## [Work to be completed]
Beneath this instruction is a listing. Transcribe from it only the stretch from the line with "written like (37,150)." through the line with "written like (289,218).", both end lines included, exactly as written.

---------- Materials provided ----------

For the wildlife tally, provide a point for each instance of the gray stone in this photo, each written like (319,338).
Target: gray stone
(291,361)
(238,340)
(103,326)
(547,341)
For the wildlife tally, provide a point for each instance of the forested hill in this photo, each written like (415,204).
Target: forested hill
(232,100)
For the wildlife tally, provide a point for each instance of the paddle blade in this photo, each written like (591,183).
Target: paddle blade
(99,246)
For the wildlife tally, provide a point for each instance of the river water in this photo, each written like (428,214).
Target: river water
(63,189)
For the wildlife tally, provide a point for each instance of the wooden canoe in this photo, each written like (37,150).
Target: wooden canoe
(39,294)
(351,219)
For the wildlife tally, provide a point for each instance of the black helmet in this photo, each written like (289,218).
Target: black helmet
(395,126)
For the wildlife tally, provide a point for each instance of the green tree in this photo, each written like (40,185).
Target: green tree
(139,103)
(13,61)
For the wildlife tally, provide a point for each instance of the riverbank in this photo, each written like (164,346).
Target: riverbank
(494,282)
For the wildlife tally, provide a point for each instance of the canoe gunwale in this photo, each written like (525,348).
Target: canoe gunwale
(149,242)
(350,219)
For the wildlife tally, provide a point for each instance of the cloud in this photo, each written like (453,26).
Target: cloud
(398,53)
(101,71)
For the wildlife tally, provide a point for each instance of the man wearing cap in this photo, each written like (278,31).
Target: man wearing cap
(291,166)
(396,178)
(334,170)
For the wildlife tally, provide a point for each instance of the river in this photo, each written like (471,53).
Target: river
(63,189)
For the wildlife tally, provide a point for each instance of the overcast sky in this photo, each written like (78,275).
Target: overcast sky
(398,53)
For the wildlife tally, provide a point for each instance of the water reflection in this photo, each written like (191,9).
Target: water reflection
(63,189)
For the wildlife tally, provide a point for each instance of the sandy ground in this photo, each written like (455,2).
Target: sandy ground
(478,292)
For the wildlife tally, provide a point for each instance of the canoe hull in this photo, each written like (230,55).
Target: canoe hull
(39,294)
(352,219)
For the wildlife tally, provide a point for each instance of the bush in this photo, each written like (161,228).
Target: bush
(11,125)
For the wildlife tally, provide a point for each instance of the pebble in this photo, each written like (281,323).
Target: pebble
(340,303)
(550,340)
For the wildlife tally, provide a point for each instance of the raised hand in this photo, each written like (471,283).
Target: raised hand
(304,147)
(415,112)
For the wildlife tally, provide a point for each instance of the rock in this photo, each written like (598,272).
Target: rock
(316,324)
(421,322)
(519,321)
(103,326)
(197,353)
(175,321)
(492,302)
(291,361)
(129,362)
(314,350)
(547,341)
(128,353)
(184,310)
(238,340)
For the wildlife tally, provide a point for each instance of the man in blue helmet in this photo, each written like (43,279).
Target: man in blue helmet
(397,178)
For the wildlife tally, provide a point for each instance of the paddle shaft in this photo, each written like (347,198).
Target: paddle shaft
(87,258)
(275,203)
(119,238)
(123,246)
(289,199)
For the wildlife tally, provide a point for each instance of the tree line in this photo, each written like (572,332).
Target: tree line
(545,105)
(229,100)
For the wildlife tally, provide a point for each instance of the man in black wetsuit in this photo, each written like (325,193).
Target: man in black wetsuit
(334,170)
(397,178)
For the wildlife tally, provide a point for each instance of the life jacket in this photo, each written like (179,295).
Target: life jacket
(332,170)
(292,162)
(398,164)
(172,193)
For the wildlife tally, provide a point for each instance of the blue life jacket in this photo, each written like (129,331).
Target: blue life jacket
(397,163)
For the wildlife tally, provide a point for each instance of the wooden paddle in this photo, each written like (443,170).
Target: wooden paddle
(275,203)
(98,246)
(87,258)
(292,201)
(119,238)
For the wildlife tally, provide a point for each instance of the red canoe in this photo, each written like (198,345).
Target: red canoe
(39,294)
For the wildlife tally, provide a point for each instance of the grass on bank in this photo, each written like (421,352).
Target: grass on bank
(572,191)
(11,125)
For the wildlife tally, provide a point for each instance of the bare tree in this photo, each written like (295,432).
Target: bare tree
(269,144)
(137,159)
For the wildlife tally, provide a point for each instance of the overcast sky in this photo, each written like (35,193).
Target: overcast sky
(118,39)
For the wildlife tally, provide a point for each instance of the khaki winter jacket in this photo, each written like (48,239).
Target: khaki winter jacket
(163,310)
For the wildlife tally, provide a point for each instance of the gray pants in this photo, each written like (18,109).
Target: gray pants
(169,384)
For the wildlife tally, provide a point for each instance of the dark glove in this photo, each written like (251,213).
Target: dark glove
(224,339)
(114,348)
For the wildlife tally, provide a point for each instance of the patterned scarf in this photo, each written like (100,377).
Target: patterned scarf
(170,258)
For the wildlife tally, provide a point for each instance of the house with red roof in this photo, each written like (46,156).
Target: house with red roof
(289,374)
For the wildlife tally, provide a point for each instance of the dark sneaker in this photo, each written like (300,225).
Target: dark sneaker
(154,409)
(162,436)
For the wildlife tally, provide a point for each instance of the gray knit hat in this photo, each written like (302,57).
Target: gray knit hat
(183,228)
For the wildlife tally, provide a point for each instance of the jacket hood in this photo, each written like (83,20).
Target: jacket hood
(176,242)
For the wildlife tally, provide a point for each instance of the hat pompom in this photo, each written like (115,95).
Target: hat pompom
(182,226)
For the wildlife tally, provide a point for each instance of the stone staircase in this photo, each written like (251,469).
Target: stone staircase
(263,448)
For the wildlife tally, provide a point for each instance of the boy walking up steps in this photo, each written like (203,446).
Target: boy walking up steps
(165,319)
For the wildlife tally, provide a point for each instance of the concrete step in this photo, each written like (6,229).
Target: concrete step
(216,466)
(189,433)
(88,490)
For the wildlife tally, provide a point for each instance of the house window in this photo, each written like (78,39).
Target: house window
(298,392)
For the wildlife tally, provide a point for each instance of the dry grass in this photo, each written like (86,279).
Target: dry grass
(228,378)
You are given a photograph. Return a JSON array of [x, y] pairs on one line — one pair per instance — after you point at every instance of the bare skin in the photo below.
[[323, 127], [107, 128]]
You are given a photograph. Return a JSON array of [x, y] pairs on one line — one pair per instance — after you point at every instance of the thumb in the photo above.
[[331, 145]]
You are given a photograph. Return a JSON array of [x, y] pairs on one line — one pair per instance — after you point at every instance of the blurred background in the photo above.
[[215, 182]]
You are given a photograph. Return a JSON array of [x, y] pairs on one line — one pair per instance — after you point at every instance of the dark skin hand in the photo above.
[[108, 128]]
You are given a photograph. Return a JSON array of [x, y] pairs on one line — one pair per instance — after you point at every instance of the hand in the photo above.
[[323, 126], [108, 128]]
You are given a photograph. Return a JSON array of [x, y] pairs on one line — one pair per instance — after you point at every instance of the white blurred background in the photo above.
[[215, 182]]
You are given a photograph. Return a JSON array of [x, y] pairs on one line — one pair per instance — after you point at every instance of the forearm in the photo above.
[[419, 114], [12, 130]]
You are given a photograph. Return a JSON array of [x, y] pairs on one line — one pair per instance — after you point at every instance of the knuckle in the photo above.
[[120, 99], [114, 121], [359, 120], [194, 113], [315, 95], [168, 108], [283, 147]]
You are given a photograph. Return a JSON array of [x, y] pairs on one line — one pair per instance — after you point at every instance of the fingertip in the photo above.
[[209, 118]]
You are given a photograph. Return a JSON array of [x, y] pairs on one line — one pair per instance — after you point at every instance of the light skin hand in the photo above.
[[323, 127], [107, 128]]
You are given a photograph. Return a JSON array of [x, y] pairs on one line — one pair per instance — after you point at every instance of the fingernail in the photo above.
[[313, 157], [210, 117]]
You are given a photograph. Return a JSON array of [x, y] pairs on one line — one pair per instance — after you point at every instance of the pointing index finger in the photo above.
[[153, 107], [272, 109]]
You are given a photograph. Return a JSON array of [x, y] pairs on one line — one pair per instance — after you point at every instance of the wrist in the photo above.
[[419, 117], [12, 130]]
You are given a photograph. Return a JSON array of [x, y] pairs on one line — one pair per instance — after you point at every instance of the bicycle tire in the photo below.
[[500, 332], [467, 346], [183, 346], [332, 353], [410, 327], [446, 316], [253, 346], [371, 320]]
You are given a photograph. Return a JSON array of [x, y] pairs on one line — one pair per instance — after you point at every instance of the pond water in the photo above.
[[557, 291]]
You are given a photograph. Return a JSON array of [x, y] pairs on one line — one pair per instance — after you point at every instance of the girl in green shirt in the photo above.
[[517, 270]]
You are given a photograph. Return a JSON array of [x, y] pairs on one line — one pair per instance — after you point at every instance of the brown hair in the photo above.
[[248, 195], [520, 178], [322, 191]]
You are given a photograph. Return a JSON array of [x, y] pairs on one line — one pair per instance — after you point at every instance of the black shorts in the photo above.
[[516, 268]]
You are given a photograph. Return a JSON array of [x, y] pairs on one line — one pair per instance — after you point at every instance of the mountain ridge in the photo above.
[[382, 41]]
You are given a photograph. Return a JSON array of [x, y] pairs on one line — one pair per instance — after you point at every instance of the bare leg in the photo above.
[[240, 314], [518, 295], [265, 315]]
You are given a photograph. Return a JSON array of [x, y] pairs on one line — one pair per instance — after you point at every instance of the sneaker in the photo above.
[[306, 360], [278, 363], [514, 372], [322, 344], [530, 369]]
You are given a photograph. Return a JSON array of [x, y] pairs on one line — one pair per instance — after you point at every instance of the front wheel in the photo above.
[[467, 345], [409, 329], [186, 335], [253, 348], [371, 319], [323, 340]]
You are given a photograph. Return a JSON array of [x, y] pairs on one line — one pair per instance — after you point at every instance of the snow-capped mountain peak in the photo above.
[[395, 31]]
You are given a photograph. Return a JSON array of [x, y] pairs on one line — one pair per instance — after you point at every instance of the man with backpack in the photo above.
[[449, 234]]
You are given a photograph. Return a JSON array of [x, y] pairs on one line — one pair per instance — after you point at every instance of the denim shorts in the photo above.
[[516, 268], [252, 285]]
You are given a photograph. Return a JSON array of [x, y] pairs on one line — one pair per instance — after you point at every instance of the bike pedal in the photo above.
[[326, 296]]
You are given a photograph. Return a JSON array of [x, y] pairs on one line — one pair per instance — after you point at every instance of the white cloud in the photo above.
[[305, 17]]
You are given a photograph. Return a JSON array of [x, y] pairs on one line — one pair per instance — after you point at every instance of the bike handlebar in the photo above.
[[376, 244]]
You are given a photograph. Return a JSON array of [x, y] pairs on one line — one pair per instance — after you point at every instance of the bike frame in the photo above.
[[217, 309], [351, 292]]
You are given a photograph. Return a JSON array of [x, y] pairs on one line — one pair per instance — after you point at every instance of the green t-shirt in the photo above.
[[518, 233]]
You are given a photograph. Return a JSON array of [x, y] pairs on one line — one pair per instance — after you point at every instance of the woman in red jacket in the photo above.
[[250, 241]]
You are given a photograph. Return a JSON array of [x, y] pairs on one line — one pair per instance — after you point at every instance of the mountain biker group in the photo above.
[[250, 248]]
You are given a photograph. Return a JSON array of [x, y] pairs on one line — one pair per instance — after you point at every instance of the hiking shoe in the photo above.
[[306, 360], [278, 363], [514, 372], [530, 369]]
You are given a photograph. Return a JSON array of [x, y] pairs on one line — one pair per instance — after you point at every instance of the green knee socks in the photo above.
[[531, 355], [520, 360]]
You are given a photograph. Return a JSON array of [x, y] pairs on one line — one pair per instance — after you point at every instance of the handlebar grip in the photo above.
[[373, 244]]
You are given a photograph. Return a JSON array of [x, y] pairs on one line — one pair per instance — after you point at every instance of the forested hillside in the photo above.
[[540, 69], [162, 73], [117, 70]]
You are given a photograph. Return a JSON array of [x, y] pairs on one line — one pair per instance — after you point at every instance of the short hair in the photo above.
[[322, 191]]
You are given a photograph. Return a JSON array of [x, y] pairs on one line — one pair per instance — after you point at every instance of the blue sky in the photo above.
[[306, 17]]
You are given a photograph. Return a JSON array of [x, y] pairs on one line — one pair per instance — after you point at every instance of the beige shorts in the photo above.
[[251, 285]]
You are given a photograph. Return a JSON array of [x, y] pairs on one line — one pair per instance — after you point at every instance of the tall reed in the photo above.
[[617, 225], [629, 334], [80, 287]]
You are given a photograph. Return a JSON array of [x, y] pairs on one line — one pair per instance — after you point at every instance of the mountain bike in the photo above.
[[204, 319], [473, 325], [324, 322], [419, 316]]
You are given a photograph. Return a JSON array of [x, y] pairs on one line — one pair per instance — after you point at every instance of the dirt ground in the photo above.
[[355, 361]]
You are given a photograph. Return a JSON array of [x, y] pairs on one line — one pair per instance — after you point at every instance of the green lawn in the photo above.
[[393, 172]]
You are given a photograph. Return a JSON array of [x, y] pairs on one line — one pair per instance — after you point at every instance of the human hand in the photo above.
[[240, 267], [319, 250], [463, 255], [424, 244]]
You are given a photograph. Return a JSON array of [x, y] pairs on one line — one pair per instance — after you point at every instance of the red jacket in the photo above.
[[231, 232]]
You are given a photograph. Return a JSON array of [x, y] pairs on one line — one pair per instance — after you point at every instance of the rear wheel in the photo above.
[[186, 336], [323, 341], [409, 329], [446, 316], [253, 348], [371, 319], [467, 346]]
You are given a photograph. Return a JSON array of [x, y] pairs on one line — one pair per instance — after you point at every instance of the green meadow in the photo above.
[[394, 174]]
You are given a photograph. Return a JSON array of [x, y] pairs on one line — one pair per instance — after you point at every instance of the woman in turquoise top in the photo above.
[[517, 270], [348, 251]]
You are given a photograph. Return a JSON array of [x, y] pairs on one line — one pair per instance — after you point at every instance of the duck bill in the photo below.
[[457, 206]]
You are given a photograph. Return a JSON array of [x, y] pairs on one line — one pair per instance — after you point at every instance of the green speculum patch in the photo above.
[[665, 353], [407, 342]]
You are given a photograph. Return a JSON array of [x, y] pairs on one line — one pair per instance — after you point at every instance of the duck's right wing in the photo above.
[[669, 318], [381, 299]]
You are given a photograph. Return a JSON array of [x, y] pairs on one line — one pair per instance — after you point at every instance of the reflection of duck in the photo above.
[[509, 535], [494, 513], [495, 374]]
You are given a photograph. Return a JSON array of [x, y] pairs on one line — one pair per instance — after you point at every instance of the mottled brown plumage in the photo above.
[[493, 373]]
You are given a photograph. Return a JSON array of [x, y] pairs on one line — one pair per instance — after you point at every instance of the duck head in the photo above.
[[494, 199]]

----------

## [Response to this exercise]
For the wildlife tally, provide a point for each instance of the wooden canoe in this photo, each written like (37,150).
Target: wooden canoe
(39,294)
(351,219)
For the wildlife tally, provide a point for each instance of the black helmet in this photo, each written like (289,218).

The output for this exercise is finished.